Arrange every line of the items below as a Markdown table with two columns, Row and Text: give each line its own numbered row and leave out blank lines.

* Start Task input *

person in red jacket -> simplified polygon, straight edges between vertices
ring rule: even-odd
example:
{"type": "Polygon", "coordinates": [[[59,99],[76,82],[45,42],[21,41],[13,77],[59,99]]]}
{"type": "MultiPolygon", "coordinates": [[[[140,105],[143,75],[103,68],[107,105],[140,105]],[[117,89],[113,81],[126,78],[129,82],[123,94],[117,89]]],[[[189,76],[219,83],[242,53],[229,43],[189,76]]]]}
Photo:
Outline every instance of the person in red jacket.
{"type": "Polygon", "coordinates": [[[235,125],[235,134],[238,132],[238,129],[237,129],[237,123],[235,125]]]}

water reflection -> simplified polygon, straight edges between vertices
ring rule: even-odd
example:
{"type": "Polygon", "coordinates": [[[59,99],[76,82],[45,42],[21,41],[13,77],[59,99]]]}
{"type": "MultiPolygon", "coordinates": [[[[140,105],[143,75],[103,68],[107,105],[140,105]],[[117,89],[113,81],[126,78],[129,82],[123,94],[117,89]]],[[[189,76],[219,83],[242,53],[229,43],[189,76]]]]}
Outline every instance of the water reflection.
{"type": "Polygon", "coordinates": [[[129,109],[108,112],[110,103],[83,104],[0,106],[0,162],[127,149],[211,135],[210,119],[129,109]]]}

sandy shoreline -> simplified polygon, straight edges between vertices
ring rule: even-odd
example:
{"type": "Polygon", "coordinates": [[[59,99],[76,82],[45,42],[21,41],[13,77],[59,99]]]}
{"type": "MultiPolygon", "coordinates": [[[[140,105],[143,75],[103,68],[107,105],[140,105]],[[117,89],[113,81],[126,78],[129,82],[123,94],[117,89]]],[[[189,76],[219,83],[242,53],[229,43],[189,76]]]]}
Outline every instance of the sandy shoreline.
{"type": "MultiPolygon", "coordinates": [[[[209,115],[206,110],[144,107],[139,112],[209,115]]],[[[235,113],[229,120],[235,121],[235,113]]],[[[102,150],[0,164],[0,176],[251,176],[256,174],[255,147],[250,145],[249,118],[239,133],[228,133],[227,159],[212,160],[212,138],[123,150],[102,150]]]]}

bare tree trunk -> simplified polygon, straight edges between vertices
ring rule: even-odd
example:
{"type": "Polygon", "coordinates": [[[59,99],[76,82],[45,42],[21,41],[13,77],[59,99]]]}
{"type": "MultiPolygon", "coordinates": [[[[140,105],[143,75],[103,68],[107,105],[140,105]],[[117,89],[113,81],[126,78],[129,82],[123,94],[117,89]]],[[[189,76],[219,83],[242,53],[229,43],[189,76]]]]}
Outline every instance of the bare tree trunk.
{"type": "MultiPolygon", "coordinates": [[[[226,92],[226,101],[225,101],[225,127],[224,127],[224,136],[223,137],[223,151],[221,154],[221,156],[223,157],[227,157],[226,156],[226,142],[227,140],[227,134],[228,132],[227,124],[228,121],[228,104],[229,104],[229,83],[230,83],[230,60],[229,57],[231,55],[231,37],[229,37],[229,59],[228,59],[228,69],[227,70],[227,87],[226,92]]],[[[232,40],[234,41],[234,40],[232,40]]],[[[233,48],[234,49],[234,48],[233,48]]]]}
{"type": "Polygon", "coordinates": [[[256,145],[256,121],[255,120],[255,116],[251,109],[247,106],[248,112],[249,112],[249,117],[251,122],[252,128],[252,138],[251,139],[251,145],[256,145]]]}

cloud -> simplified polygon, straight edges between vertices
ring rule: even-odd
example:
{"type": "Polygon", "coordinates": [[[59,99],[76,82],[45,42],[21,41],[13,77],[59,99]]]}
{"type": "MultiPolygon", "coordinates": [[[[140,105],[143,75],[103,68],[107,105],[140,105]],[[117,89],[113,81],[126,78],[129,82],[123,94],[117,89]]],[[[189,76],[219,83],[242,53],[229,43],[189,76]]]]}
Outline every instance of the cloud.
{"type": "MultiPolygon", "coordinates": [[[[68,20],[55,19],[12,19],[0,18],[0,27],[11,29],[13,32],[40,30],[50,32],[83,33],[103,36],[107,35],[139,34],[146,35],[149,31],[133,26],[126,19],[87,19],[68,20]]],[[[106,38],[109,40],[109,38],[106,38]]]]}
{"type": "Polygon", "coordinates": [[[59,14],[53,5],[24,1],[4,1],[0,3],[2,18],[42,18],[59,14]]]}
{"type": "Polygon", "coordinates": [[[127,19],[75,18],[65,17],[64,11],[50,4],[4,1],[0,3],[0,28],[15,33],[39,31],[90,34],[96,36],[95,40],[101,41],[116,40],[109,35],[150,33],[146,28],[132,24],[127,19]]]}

* End Task input *

Completed exercise:
| Row | Text |
|---|---|
| 1 | person in red jacket -> simplified polygon, straight edges between vertices |
| 2 | ring rule: even-odd |
| 3 | example: |
| 4 | {"type": "Polygon", "coordinates": [[[59,99],[76,82],[45,42],[21,41],[13,77],[59,99]]]} |
| 5 | {"type": "MultiPolygon", "coordinates": [[[[140,105],[143,75],[103,68],[107,105],[140,105]],[[117,89],[113,81],[126,78],[129,82],[123,94],[117,89]]],[[[189,76],[219,83],[242,53],[229,43],[189,76]]]]} |
| 6 | Photo: |
| 7 | Outline every instance of the person in red jacket. |
| 8 | {"type": "Polygon", "coordinates": [[[235,125],[235,134],[238,132],[238,129],[237,129],[237,123],[235,125]]]} |
| 9 | water reflection -> simplified polygon, straight edges between vertices |
| 10 | ring rule: even-odd |
| 11 | example: |
| 12 | {"type": "Polygon", "coordinates": [[[59,99],[76,82],[45,42],[21,41],[13,77],[59,99]]]} |
| 13 | {"type": "MultiPolygon", "coordinates": [[[[140,105],[143,75],[103,68],[107,105],[140,105]],[[117,89],[113,81],[126,78],[129,82],[123,94],[117,89]]],[[[189,76],[219,83],[242,53],[229,43],[189,76]]]]} |
| 14 | Outline every instance of the water reflection. |
| 15 | {"type": "Polygon", "coordinates": [[[129,109],[108,112],[110,103],[83,104],[0,106],[0,162],[127,149],[211,135],[210,119],[129,109]]]} |
| 16 | sandy shoreline -> simplified polygon, straight edges between vertices |
| 17 | ring rule: even-odd |
| 18 | example: |
| 19 | {"type": "Polygon", "coordinates": [[[59,99],[76,82],[45,42],[21,41],[13,77],[59,99]]]} |
| 20 | {"type": "MultiPolygon", "coordinates": [[[[140,105],[143,75],[103,68],[107,105],[140,105]],[[117,89],[113,81],[126,78],[129,82],[123,94],[117,89]]],[[[189,76],[219,83],[242,53],[229,43],[189,76]]]]} |
| 21 | Outline every instance of the sandy shoreline. |
| 22 | {"type": "MultiPolygon", "coordinates": [[[[209,115],[206,110],[144,107],[139,112],[209,115]]],[[[235,113],[229,120],[235,121],[235,113]]],[[[102,150],[0,164],[0,176],[251,176],[256,174],[255,147],[250,145],[249,118],[239,133],[228,133],[227,159],[212,160],[212,138],[123,150],[102,150]]]]} |
| 23 | bare tree trunk -> simplified polygon, straight edges between vertices |
| 24 | ring rule: even-odd |
| 25 | example: |
| 26 | {"type": "Polygon", "coordinates": [[[59,99],[76,82],[45,42],[21,41],[13,77],[59,99]]]} |
| 27 | {"type": "MultiPolygon", "coordinates": [[[[140,105],[143,75],[103,68],[107,105],[140,105]],[[117,89],[113,81],[126,78],[129,82],[123,94],[117,89]]],[[[189,76],[219,83],[242,53],[229,43],[189,76]]]]} |
| 28 | Outline every instance of the bare tree trunk. |
| 29 | {"type": "MultiPolygon", "coordinates": [[[[226,92],[226,101],[225,101],[225,127],[224,127],[224,136],[223,137],[223,151],[221,154],[221,156],[223,157],[227,157],[226,156],[226,142],[227,140],[227,134],[228,132],[227,124],[228,121],[228,104],[229,104],[229,83],[230,83],[230,60],[229,57],[231,55],[231,37],[229,37],[229,59],[228,59],[228,69],[227,70],[227,87],[226,92]]],[[[232,40],[234,41],[234,40],[232,40]]],[[[233,48],[234,49],[234,48],[233,48]]]]} |
| 30 | {"type": "Polygon", "coordinates": [[[256,145],[256,121],[255,120],[255,116],[251,109],[247,106],[248,112],[249,112],[249,117],[251,122],[252,128],[252,138],[251,139],[251,145],[256,145]]]} |
| 31 | cloud -> simplified polygon, straight edges between vertices |
| 32 | ring rule: even-odd |
| 33 | example: |
| 34 | {"type": "Polygon", "coordinates": [[[59,99],[76,82],[45,42],[21,41],[13,77],[59,99]]]} |
| 35 | {"type": "MultiPolygon", "coordinates": [[[[140,105],[143,75],[103,68],[107,105],[140,105]],[[117,89],[113,81],[126,78],[129,82],[123,94],[117,89]]],[[[189,76],[219,83],[242,53],[229,43],[189,76]]]]} |
| 36 | Outline every instance of the cloud. |
| 37 | {"type": "MultiPolygon", "coordinates": [[[[68,20],[55,19],[12,19],[0,18],[0,27],[11,29],[13,32],[40,30],[50,32],[83,33],[103,36],[107,35],[139,34],[146,35],[149,31],[133,26],[126,19],[87,19],[68,20]]],[[[106,38],[109,40],[109,38],[106,38]]]]} |
| 38 | {"type": "Polygon", "coordinates": [[[59,14],[53,5],[24,1],[4,1],[0,3],[2,18],[42,18],[59,14]]]} |
| 39 | {"type": "Polygon", "coordinates": [[[127,19],[75,18],[65,17],[64,11],[50,4],[4,1],[0,3],[0,28],[15,33],[39,31],[90,34],[96,36],[95,40],[101,41],[116,40],[109,35],[150,33],[146,28],[132,24],[127,19]]]} |